- _Task to complete_
Exactly those lines that run from the one containing "Query: window" through the last line of the entries below should be printed, and no others.
**** Given records
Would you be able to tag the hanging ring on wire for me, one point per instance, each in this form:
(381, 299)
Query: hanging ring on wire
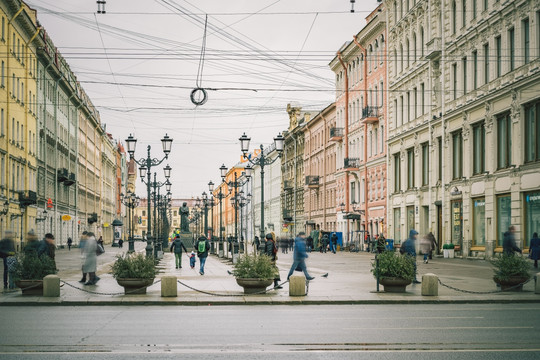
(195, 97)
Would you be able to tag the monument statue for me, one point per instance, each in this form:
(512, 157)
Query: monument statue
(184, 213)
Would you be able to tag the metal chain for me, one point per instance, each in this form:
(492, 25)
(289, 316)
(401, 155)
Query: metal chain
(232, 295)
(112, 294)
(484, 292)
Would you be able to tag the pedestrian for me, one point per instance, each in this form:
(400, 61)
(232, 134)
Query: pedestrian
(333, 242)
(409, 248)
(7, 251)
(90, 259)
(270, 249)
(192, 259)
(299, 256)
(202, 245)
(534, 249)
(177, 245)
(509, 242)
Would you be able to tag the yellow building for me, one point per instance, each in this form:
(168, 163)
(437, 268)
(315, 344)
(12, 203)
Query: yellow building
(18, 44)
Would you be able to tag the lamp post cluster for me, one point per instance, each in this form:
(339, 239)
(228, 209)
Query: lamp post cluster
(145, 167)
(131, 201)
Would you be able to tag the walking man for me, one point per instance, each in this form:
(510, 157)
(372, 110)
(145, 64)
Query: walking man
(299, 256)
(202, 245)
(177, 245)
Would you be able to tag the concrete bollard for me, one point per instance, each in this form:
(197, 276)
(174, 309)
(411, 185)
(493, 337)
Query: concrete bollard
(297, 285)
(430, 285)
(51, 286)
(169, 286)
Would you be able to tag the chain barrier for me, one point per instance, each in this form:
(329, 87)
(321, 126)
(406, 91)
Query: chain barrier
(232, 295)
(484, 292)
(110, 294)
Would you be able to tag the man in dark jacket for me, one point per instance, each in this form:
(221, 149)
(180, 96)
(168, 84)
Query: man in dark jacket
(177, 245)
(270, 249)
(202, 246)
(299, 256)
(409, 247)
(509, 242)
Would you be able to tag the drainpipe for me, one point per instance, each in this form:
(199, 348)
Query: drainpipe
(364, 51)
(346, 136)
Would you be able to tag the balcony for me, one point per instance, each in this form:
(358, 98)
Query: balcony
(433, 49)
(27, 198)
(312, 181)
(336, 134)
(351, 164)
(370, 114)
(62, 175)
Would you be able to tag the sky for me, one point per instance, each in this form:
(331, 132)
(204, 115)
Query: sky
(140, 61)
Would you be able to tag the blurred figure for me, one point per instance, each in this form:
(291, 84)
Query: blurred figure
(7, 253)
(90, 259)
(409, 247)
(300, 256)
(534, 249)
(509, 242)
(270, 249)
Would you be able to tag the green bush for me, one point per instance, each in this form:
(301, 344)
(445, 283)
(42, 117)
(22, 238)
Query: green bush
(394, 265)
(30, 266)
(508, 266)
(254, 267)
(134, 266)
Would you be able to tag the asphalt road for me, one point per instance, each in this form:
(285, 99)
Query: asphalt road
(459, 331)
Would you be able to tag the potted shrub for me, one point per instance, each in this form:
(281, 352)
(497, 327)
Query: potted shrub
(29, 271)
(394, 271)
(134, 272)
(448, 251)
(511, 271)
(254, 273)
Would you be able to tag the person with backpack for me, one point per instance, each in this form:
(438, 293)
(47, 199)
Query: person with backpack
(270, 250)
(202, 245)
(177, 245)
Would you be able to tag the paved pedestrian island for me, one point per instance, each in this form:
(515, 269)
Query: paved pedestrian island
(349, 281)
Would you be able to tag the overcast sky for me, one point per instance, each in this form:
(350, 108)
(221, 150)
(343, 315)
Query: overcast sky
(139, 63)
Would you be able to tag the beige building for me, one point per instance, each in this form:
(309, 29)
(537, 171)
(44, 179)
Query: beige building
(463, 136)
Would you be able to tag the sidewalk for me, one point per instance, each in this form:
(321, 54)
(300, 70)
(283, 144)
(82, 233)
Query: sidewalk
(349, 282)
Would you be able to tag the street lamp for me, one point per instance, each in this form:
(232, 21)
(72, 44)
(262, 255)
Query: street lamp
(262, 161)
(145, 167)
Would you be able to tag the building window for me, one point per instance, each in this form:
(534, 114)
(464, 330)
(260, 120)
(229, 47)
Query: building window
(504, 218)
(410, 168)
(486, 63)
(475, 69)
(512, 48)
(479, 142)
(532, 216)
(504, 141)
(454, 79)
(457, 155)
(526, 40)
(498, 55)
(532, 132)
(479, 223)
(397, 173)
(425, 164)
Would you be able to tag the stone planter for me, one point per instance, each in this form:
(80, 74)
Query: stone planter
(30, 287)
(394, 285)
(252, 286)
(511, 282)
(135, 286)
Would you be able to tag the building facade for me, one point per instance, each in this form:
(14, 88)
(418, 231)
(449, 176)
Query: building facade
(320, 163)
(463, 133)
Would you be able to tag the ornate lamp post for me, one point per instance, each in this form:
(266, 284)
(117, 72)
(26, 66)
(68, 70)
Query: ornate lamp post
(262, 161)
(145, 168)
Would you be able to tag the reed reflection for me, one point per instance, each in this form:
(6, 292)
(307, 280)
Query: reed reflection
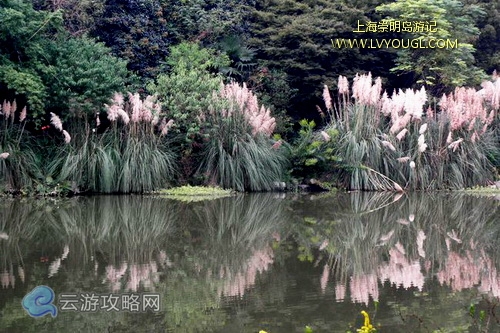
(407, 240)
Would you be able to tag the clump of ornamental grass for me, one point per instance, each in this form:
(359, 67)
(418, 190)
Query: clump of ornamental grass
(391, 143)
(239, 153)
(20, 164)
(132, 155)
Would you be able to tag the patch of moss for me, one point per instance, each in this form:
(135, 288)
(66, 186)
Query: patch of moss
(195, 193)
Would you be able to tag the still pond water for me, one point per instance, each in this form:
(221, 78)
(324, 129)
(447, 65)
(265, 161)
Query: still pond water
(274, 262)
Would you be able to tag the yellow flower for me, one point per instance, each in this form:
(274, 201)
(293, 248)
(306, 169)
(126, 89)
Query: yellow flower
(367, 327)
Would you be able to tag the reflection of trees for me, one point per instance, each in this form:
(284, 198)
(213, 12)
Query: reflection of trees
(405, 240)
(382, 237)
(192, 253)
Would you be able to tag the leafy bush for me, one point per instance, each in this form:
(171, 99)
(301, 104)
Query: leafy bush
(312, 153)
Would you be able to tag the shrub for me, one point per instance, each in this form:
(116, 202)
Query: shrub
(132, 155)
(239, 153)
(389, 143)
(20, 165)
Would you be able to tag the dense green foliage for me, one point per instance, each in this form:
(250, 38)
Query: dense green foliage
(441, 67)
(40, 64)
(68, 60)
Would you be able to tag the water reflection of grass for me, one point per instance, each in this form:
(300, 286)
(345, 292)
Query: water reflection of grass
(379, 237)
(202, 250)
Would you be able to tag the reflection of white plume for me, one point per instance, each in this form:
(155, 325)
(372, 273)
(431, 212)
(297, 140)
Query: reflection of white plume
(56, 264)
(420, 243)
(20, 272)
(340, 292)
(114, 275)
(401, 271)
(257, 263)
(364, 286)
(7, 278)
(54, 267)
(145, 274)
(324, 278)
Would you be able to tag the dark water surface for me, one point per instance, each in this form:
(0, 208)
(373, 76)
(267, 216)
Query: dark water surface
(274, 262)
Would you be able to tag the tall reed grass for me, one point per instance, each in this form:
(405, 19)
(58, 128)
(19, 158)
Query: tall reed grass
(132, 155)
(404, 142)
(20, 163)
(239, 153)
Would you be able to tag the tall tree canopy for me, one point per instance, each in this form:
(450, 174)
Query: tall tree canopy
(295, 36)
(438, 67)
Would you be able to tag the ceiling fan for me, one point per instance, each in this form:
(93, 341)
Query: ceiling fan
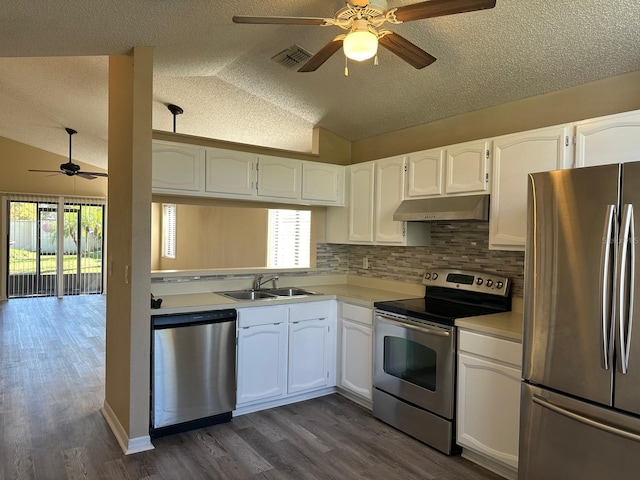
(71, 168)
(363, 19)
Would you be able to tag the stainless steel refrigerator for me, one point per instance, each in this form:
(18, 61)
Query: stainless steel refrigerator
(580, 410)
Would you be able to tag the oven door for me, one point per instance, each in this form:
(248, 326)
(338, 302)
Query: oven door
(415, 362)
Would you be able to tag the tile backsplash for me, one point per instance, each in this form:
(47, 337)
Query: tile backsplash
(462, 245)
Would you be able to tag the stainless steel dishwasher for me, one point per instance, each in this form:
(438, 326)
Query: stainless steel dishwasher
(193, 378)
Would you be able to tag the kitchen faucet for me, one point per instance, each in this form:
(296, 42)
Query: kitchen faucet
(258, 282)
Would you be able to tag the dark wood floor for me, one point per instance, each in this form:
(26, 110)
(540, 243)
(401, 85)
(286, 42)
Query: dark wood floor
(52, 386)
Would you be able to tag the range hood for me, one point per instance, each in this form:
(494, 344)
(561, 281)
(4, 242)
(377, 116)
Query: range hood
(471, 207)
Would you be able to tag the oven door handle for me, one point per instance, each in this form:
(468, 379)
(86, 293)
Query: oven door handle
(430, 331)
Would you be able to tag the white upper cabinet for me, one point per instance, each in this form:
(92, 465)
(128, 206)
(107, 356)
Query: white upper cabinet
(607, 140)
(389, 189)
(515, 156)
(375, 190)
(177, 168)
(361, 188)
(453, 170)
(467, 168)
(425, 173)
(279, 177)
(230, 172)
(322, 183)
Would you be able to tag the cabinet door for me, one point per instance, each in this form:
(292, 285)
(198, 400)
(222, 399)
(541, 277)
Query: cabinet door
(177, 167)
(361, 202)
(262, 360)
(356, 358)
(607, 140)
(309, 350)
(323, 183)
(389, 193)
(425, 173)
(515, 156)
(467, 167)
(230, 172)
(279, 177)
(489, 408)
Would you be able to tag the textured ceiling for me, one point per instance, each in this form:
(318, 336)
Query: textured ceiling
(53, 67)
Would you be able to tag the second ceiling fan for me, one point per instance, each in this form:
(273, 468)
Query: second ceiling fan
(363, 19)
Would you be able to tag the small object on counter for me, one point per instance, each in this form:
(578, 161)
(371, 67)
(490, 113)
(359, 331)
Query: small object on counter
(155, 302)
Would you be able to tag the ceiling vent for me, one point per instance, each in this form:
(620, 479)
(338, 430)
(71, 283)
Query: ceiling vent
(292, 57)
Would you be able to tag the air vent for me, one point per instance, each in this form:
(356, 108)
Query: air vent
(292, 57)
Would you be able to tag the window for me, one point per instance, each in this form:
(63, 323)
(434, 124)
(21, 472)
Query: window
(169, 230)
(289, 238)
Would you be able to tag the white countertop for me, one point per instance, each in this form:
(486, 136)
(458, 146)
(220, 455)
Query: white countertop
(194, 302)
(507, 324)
********
- _Answer space_
Query: window
(169, 230)
(289, 238)
Would you be able to tag the white countertop for me, one point per instance, each in this form:
(486, 136)
(458, 146)
(220, 455)
Query: white countertop
(194, 302)
(507, 324)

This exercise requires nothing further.